### Exercise prompt
Reproduce the rows below with every instance of "in this photo" swapped for "in this image" and everything else unchanged, omitting the pictures.

### The records
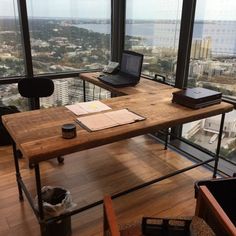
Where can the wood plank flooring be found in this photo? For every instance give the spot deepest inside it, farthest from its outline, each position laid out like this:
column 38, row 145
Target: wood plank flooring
column 91, row 174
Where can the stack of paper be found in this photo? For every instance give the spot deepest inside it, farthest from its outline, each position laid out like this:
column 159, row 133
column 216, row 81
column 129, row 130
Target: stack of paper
column 108, row 119
column 88, row 107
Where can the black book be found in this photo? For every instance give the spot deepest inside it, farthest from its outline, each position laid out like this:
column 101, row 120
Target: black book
column 197, row 97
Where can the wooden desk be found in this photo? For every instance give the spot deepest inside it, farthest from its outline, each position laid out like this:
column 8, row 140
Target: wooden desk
column 38, row 133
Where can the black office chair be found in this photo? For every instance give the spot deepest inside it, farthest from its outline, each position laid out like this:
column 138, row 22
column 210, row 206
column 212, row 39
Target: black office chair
column 37, row 88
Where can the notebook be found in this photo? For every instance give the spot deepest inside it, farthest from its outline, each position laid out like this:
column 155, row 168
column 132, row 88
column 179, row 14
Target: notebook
column 130, row 71
column 197, row 97
column 110, row 119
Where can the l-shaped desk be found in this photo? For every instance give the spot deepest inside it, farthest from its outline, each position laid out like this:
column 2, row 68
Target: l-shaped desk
column 38, row 133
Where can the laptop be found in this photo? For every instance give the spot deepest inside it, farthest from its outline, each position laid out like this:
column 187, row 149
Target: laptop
column 197, row 97
column 130, row 71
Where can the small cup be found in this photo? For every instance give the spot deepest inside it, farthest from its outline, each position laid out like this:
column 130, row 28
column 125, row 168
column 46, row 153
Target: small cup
column 68, row 131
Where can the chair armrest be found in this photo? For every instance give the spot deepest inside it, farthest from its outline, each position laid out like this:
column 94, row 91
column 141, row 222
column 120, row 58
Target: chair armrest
column 110, row 225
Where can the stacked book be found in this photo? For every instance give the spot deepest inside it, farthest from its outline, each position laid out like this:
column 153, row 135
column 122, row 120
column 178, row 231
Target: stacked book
column 197, row 97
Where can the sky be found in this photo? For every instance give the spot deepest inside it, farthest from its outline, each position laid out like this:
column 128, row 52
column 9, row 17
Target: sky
column 136, row 9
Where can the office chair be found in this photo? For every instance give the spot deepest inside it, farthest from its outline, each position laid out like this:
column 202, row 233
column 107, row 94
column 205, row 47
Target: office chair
column 37, row 88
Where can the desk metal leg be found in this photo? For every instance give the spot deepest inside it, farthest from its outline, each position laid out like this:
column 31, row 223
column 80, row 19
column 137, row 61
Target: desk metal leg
column 219, row 145
column 18, row 176
column 166, row 138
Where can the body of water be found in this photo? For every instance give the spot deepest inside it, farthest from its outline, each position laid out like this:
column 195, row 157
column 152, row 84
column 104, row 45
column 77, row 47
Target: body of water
column 166, row 33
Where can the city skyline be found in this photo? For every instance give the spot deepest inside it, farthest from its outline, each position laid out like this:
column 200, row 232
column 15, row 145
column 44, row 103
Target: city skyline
column 137, row 9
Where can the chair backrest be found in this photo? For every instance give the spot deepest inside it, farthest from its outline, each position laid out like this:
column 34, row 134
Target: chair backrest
column 36, row 88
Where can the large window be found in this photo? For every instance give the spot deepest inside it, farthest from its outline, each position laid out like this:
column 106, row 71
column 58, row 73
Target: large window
column 212, row 65
column 11, row 58
column 68, row 35
column 152, row 28
column 70, row 91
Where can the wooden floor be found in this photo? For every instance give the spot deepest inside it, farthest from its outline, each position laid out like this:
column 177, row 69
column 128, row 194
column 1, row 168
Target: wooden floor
column 105, row 170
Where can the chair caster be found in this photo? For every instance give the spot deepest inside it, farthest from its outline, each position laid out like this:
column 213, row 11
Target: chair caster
column 60, row 159
column 31, row 165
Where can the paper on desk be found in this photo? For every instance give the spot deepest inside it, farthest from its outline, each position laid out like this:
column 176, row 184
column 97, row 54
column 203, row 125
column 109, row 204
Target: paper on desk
column 109, row 119
column 87, row 107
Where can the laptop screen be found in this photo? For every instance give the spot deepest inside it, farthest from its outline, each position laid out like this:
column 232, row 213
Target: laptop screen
column 131, row 63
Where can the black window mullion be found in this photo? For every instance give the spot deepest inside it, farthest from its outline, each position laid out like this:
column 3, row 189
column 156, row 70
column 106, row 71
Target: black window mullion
column 184, row 50
column 185, row 41
column 24, row 25
column 117, row 29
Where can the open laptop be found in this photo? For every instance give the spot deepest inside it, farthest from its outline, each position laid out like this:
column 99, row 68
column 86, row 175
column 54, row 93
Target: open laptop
column 130, row 71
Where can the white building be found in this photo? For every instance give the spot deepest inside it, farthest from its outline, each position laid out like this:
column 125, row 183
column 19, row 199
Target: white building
column 60, row 97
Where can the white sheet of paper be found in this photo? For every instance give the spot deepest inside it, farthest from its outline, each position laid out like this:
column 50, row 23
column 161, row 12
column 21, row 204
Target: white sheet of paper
column 87, row 107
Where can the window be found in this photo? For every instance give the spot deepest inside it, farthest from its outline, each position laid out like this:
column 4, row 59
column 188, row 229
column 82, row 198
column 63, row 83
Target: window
column 70, row 91
column 212, row 65
column 9, row 96
column 11, row 57
column 152, row 28
column 69, row 35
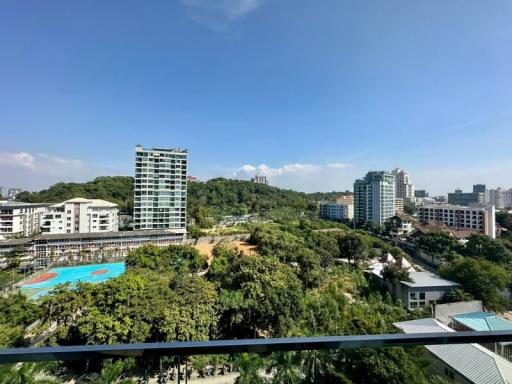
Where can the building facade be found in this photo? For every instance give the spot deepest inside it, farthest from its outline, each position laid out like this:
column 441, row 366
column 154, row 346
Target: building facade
column 482, row 219
column 399, row 205
column 48, row 249
column 13, row 193
column 466, row 198
column 336, row 211
column 500, row 198
column 160, row 189
column 81, row 216
column 374, row 198
column 403, row 185
column 479, row 188
column 20, row 219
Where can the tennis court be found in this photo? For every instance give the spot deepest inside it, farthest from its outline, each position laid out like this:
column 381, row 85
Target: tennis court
column 96, row 273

### Result
Where can the wood plank flooring be found in this image? For every instance give the spot deepest inside it, farthest from its outline, each position laid out like this:
column 38, row 145
Target: wood plank flooring
column 91, row 174
Where can the stack of paper be found in this image? For every instance give the spot deepest inside it, farthest from its outline, each position laid out like this:
column 159, row 133
column 216, row 81
column 129, row 130
Target: stack of paper
column 108, row 119
column 88, row 107
Where can the black book be found in this image? For every instance give the spot deepest inside it, farthest from its outline, each position laid out like this:
column 101, row 120
Target: black book
column 197, row 97
Where can the wooden desk be found in this image? For every instance give the spot deepest inside it, farthest from its outline, each position laid out like this:
column 8, row 140
Target: wooden desk
column 38, row 133
Where can the black office chair be found in this image? For every instance give the spot deepest inside it, farthest from its outline, each position laid out like this:
column 138, row 22
column 210, row 206
column 212, row 39
Target: black office chair
column 37, row 88
Where can the notebook be found in this image? For every instance give the spot deepest inside it, farthest from its outline, each position laid out like this:
column 155, row 168
column 132, row 88
column 179, row 14
Target: notebook
column 130, row 71
column 197, row 97
column 110, row 119
Where can the l-shaped desk be found in this image? For every instance give the spot deepest inside it, farthest from its outline, each position laid out like this:
column 2, row 68
Target: l-shaped desk
column 38, row 133
Where can the laptop be found in this image? For every instance give the spot deepest inside it, farthest from its outline, each position laid out like this:
column 187, row 149
Target: laptop
column 197, row 97
column 130, row 71
Where can the small cup be found in this image? For every instance give the spot deepest inside it, farthest from its outline, each position laid out like this:
column 130, row 28
column 125, row 168
column 46, row 153
Target: small cup
column 68, row 131
Where can the chair armrest be found in this image? For every instance give the spot deepest inside it, farthest from its outline, each position laid out like this:
column 94, row 91
column 141, row 222
column 120, row 58
Target: chair armrest
column 110, row 225
Where can the stacked book be found in this image? For every instance give the spot deepest inside it, farthest from its outline, each position laid out like this:
column 153, row 135
column 122, row 120
column 178, row 231
Target: stacked book
column 197, row 97
Where can the sky be found in this image? For every instance give the spot deepest inside it, farthest from its outline, each position laid out like this:
column 128, row 52
column 9, row 17
Target: sky
column 136, row 9
Where can the office chair be found in this image? For every instance give the spot deepest inside it, farthest from its outline, each position laid out like this:
column 202, row 233
column 107, row 94
column 205, row 47
Target: office chair
column 37, row 88
Where can the desk metal leg be found in this image? For every instance give the spot deepest inside it, farthest from its outline, each position laid out like this:
column 31, row 223
column 80, row 19
column 137, row 61
Target: desk metal leg
column 219, row 145
column 18, row 176
column 166, row 138
Where can the body of water be found in this image? For every instance give the spot deepest inside it, farthest from its outline, each position laid out like this:
column 195, row 157
column 152, row 84
column 104, row 45
column 77, row 47
Target: body of water
column 166, row 33
Where can the city skyline be found in this image? For every instance give the spot deepest inside it, farthest from its outline, each position laid out like this:
column 200, row 232
column 15, row 145
column 44, row 103
Target: city skyline
column 137, row 9
Where can the chair backrest be found in this image? For every instance give the spot deepest inside it, farthest from its outline, each position laid out like this:
column 34, row 134
Target: chair backrest
column 36, row 88
Where can the large window be found in this image? For every instance give the spot deepest inside it, farthest from its outline, each position laid out like this:
column 106, row 71
column 58, row 73
Target: large window
column 212, row 65
column 11, row 58
column 68, row 35
column 152, row 28
column 70, row 91
Where can the wooden floor be found in this image? For every instance give the spot deepest inside it, farthest from its outline, each position laid out like this:
column 177, row 69
column 128, row 194
column 1, row 168
Target: wooden floor
column 105, row 170
Where can the chair caster be found in this image? For every instance give the spot deepest inside it, farthest from its outline, each position laid out like this:
column 213, row 11
Target: chair caster
column 60, row 159
column 31, row 165
Where can the paper on desk be found in this image? For every instance give the spot deepest inside it, farthest from its outline, each position laid out like this:
column 176, row 184
column 97, row 54
column 203, row 125
column 109, row 204
Target: paper on desk
column 109, row 119
column 87, row 107
Where can the laptop screen be found in this image? For every instance give the spot deepest inside it, farthest from its outline, each position laid out like this:
column 232, row 213
Target: laptop screen
column 131, row 63
Where can the black window mullion be found in this image? For every instance give the spot deepest inside it, farthest from its outline, each position laid out like this:
column 3, row 189
column 156, row 70
column 106, row 71
Target: black window mullion
column 184, row 50
column 185, row 41
column 24, row 25
column 117, row 29
Where can the open laptop be found in this image? For every instance give the spot deepest inside it, farthest from its outline, each position laid out like this:
column 99, row 68
column 86, row 175
column 54, row 93
Target: open laptop
column 130, row 71
Where can the white building be found in this image? For every instance give the spot deepest inside it, farthest from its outline, each position laid out like this:
column 125, row 183
column 19, row 199
Target: white building
column 60, row 97
Where can the white sheet of paper be found in this image? For every instance give the spot deepest inside it, farthest from its outline, each position laid out like this:
column 50, row 23
column 161, row 12
column 21, row 204
Target: white sheet of paper
column 87, row 107
Where can the window be found in this image? For every instance give the spot deepest inside it, farthest from its outline, each position laid out like this:
column 4, row 59
column 188, row 229
column 82, row 198
column 63, row 83
Target: window
column 70, row 91
column 212, row 65
column 9, row 96
column 11, row 57
column 152, row 28
column 69, row 35
Where can the building facade be found in this image? For every instance give the spot deepest inside it, farthest from its outline, each position laid out like this:
column 441, row 366
column 154, row 346
Target: building facade
column 482, row 219
column 399, row 205
column 48, row 249
column 13, row 193
column 466, row 198
column 336, row 211
column 500, row 198
column 160, row 189
column 81, row 216
column 374, row 198
column 403, row 185
column 479, row 188
column 20, row 219
Where can the tennis court be found in this image? For every instance give the spot deepest inside it, farthest from its outline, each position laid out like this:
column 381, row 85
Target: tennis court
column 96, row 273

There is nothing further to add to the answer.